**Written problem:** Quote the data below word for word, leaving out the pictures.

**Material for the task:**
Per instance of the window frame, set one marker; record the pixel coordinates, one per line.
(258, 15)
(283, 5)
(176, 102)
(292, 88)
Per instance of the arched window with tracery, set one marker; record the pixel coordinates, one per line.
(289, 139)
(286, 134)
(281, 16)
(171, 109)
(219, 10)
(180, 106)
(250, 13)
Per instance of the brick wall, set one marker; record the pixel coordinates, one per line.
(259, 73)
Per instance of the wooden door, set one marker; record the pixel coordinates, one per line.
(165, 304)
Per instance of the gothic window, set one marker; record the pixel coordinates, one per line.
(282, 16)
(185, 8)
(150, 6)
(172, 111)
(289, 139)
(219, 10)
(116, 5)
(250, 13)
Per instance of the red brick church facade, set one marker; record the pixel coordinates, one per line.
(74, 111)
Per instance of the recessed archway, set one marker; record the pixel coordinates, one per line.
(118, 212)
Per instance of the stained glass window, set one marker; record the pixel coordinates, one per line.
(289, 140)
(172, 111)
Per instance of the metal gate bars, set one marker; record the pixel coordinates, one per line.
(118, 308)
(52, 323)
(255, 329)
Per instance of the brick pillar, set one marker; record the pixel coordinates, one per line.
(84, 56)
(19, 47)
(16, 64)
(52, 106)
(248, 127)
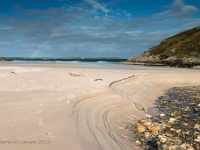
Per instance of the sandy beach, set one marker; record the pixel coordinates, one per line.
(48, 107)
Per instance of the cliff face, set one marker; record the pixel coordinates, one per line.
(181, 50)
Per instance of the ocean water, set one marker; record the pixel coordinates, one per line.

**Expected answer:**
Per instance of the window frame, set one marker; record the pixel coordinates, one per line.
(258, 15)
(283, 5)
(176, 102)
(292, 88)
Per instance of the arched window with tracery, set one marker; record the pixel coordinates, one per line.
(289, 139)
(286, 134)
(281, 16)
(171, 109)
(219, 10)
(180, 106)
(250, 13)
Per instance of the brick wall, set one marker; record the pixel coordinates, one per line.
(259, 73)
Per instance of the wooden door, set one marker; record the pixel coordinates, one per line.
(165, 304)
Per instance of the gothic window, set one marker; record the pixel coordinates, one per line.
(282, 16)
(185, 8)
(150, 6)
(172, 111)
(289, 139)
(219, 10)
(116, 5)
(250, 13)
Per instance of the red brick church facade, set one marker; record the pixel coordinates, one per line.
(74, 111)
Per instance of the recessed archway, set one marker; record the pixel coordinates, one per line.
(118, 212)
Per instance of the stained glass window, set one marker; record the pixel coordinates, one per line.
(289, 140)
(172, 111)
Per instance of the metal gate bars, set one marker; record the pixel coordinates, one per line.
(118, 308)
(52, 323)
(255, 329)
Per instance of the brick pillar, set one marker; record the pixel coordinates, one per line.
(84, 56)
(19, 47)
(16, 64)
(52, 106)
(248, 127)
Per instance of the sandy beach, set one marker; record the pixel coordinates, one per line.
(48, 107)
Per instance of the cliff face, set one marker; record the pixel coordinates, one per line.
(181, 50)
Per instance of the ocean water, set one marker; record the pixel coordinates, one per line.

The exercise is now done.